Exercise requirements:
1. From the review of Drive, return the stretch from "Drive isn’t something" through "daydream for nighttime." word for word.
2. According to the review of Drive, who wrote the screenplay adaptation of the film?

I’ve been thinking about something lately, and seeing Drive recently turned out to be a bit of synchronicity since, in its own way, Drive is largely an illustration of the concept: Just because something isn’t true doesn’t mean it isn’t real.  And vice versa.   

Drive isn’t something that happened.  It started as a terrific, mean little novel by James Sallis, and was adapted into a screenplay by Hossein Amini, envisioned by director Nicolas Winding Refn with star Ryan Gosling, and filmed (impeccably) by cinematographer Newton Thomas Sigel.  It’s an incredible movie, far and away one of the most accomplished of this year, but it’s not reportage.  It’s a daydream for nighttime.

Somehow, that makes it truer than many movies that purport to be “based on a true story.”

Raw data:
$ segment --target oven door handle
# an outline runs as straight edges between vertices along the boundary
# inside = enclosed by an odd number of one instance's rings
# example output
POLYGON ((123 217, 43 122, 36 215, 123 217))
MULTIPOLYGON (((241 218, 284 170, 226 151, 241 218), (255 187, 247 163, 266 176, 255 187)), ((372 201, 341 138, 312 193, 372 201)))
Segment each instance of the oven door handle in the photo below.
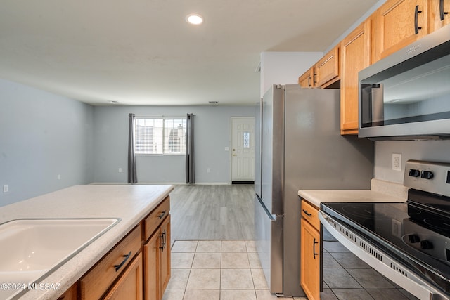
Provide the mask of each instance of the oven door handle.
POLYGON ((356 235, 350 229, 349 226, 335 221, 333 217, 327 215, 321 210, 319 211, 319 219, 323 227, 346 248, 370 265, 373 269, 404 289, 407 289, 414 296, 420 299, 427 300, 448 299, 447 297, 439 293, 432 287, 426 285, 423 280, 413 273, 394 261, 378 248, 373 247, 371 243, 361 236, 356 235), (341 230, 345 232, 345 234, 342 233, 341 230), (349 235, 352 236, 352 238, 349 237, 349 235), (359 246, 360 243, 364 244, 366 246, 366 249, 360 247, 359 246), (375 252, 382 254, 382 260, 380 260, 379 256, 374 255, 374 251, 373 250, 375 250, 375 252), (400 274, 399 270, 394 270, 392 265, 391 266, 387 265, 386 263, 390 263, 390 261, 392 261, 393 266, 402 268, 402 273, 407 273, 407 276, 400 274))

The replies:
1.
Drive isn’t something that happened.  It started as a terrific, mean little novel by James Sallis, and was adapted into a screenplay by Hossein Amini, envisioned by director Nicolas Winding Refn with star Ryan Gosling, and filmed (impeccably) by cinematographer Newton Thomas Sigel.  It’s an incredible movie, far and away one of the most accomplished of this year, but it’s not reportage.  It’s a daydream for nighttime.

2. Hossein Amini